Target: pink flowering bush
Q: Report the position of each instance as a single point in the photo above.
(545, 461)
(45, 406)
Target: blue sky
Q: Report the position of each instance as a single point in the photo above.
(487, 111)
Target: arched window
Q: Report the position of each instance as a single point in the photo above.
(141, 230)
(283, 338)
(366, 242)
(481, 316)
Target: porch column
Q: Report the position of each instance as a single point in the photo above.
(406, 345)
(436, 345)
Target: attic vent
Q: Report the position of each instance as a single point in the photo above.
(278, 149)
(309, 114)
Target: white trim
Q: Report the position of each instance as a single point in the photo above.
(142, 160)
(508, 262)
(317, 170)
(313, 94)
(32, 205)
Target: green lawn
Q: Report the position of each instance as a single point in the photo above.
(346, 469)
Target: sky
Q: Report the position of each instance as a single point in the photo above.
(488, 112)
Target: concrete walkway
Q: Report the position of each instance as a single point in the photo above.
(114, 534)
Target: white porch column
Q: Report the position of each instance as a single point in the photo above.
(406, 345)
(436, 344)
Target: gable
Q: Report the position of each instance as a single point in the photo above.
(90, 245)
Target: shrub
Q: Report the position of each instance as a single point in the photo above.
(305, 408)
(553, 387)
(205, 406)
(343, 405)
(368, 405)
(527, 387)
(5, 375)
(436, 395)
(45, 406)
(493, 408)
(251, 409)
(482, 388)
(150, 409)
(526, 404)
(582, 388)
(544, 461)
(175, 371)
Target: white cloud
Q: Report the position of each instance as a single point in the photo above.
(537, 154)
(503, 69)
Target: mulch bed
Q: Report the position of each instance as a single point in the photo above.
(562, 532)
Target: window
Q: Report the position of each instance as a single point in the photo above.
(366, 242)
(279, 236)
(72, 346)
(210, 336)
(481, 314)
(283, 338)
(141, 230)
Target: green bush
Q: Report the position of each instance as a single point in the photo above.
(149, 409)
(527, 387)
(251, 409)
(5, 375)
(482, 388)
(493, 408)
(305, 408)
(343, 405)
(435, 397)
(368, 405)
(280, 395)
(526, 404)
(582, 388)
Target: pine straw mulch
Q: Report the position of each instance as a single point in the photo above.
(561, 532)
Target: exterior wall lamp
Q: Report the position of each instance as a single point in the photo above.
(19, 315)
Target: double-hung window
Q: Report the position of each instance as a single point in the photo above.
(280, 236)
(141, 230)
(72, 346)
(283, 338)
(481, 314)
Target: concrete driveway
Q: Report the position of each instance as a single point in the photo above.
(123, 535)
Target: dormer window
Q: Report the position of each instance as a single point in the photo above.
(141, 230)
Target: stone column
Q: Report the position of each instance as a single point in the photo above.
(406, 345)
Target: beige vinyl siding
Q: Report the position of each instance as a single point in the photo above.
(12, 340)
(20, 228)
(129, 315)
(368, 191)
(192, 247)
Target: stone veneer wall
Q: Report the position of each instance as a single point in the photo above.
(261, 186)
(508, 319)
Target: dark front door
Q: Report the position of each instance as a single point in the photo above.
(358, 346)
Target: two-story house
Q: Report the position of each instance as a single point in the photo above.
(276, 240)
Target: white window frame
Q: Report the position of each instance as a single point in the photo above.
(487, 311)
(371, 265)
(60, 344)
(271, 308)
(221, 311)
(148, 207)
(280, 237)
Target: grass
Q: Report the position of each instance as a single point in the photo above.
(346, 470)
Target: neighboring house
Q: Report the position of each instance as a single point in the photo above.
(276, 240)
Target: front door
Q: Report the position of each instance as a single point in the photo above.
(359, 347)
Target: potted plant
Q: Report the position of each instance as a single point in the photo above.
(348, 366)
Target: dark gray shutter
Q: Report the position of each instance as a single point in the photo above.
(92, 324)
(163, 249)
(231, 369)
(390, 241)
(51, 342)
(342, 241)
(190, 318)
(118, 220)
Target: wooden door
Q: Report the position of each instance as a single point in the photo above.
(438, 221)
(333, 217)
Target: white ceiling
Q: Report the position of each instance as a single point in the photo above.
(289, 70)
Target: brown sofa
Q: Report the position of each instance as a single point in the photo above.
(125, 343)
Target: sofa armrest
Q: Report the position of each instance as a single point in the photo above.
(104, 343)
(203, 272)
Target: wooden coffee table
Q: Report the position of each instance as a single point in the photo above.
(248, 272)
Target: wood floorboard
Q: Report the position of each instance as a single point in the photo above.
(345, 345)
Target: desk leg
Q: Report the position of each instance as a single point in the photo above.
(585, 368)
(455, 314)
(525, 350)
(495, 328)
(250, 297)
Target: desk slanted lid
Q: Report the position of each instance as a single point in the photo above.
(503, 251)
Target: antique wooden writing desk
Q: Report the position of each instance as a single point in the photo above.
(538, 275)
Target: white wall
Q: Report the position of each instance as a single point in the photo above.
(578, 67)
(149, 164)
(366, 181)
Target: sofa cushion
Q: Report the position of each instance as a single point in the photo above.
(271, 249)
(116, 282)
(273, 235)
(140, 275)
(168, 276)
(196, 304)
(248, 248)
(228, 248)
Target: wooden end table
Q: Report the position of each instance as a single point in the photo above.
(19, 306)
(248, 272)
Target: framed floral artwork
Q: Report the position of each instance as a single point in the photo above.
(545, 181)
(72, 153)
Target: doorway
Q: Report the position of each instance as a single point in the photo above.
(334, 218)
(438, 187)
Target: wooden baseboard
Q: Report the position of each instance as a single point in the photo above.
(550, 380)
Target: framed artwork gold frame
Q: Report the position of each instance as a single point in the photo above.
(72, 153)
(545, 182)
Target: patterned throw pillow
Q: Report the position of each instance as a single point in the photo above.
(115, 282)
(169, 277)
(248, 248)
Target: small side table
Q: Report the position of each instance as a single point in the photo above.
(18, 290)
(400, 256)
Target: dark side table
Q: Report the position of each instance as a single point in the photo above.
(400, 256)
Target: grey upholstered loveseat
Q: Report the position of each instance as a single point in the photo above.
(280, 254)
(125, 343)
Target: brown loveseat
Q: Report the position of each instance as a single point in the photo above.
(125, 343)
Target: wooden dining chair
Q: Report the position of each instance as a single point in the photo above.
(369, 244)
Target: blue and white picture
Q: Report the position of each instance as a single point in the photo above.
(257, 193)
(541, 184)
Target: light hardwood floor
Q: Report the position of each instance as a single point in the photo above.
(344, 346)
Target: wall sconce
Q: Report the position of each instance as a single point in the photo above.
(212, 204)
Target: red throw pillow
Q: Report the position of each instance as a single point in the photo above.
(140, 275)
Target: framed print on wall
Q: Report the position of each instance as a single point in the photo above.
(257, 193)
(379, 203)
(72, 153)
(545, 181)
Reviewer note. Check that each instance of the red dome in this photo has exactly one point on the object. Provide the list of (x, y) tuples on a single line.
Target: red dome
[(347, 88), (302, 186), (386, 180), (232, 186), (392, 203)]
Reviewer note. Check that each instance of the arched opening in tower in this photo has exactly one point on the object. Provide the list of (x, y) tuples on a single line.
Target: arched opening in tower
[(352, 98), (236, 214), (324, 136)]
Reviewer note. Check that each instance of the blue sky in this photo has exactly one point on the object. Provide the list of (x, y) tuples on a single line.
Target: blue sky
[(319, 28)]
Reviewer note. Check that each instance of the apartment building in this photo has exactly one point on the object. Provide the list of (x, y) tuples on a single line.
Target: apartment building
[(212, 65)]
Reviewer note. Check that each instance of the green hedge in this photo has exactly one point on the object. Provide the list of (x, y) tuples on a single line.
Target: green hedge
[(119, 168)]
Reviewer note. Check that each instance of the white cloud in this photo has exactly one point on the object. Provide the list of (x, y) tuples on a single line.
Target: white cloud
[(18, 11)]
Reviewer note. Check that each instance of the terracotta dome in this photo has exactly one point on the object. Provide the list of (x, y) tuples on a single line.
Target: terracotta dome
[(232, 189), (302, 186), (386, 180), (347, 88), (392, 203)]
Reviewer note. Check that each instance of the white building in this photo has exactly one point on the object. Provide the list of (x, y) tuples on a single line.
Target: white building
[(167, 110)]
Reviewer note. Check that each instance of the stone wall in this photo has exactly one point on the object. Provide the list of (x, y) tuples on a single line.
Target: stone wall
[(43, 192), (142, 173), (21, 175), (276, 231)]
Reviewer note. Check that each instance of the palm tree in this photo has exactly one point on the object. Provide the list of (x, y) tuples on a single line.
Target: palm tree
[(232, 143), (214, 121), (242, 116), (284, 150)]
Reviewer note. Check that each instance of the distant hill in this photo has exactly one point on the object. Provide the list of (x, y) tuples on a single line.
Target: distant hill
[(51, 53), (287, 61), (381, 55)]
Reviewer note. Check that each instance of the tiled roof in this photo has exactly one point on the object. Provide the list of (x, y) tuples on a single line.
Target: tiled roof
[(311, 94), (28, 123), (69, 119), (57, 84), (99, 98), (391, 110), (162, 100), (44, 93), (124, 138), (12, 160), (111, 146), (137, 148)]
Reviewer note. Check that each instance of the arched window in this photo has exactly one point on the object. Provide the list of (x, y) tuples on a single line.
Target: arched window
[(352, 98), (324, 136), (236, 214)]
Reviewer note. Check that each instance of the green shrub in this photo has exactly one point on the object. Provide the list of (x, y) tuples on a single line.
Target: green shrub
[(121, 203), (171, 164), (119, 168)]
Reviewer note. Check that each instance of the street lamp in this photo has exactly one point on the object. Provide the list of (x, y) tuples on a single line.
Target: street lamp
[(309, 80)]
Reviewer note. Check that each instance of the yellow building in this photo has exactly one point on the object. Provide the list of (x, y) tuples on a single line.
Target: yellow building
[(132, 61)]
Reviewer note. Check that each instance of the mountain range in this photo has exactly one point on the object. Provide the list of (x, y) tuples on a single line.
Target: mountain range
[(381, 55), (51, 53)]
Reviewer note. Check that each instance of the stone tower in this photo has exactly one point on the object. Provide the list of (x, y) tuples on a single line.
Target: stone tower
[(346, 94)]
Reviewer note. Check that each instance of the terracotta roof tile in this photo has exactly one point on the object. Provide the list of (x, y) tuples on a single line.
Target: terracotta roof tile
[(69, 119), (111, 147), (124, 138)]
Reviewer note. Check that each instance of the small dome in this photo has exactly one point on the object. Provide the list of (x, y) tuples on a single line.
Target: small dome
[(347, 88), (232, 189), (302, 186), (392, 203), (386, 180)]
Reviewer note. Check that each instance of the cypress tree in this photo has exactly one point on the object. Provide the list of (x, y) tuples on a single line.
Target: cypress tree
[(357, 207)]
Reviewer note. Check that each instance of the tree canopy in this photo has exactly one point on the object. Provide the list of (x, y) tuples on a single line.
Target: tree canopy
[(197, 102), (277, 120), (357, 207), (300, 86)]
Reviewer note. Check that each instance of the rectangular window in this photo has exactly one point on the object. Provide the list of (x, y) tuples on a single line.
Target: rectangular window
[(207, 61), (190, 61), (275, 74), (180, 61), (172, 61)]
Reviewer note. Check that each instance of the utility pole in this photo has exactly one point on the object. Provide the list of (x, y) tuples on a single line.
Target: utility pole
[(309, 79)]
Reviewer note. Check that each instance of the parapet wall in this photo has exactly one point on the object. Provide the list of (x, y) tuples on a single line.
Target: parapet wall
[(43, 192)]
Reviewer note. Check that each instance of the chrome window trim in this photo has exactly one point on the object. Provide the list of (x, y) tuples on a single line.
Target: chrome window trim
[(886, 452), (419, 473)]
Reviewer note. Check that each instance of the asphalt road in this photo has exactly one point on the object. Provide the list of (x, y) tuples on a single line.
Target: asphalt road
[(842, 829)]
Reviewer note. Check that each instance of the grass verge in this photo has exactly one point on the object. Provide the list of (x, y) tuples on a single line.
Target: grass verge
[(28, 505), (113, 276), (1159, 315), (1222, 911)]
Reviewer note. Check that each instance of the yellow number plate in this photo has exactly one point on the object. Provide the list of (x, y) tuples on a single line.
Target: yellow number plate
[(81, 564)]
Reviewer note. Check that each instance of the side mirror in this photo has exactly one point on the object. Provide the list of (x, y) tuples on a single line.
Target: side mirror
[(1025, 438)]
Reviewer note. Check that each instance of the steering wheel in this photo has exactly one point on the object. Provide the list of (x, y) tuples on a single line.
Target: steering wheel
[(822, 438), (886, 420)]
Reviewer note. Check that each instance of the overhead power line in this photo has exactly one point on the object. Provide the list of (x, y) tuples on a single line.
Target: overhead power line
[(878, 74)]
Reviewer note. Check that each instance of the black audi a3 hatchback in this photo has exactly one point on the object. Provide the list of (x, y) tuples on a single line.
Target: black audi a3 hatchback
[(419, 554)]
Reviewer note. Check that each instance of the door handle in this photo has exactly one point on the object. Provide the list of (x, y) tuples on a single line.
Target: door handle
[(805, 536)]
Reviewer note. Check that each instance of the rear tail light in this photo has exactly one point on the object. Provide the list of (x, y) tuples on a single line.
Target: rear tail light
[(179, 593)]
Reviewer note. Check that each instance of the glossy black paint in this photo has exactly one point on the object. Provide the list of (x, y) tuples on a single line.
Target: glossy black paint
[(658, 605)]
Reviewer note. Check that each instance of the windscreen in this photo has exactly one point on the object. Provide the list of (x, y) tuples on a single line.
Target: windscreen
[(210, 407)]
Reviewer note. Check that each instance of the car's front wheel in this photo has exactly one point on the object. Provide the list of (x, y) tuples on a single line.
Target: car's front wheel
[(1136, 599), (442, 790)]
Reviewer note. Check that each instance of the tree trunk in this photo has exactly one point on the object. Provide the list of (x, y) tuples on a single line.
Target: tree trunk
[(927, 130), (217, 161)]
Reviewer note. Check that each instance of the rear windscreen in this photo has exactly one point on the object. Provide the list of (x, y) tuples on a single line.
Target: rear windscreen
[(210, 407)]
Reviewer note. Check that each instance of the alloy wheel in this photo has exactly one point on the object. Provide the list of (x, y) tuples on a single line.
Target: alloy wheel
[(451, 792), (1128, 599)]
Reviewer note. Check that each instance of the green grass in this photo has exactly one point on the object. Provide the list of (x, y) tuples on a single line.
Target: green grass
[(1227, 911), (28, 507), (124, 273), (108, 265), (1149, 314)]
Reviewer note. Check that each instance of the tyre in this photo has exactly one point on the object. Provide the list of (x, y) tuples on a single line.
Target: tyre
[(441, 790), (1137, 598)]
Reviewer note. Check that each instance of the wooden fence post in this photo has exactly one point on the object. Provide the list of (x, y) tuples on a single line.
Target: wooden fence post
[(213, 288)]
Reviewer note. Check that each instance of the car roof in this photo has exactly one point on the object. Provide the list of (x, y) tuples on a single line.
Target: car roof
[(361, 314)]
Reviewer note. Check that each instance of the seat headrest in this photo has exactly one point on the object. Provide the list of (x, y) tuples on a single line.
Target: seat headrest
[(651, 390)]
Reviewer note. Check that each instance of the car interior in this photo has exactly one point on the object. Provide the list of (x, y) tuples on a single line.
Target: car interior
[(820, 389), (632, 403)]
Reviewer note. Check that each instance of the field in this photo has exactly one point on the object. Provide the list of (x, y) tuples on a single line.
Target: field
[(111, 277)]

> _Task goal_
Render the data from the line containing "Reviewer note. Check that each instance of the red" up to and including the line containing "[(347, 88), (302, 186), (386, 180), (232, 186), (392, 203)]" as a Markdown table. Use the columns Row and Line, with one numbered row per line and no blank lines.

> _Reply to the exercise_
| Row | Line |
|---|---|
| 1 | Reviewer note. Check that each instance of the red dome in this photo has exactly one point on the object. Provide the list of (x, y) tuples on a single line. |
| 2 | Target: red dome |
| 3 | [(347, 88), (302, 186), (386, 180), (232, 186), (392, 203)] |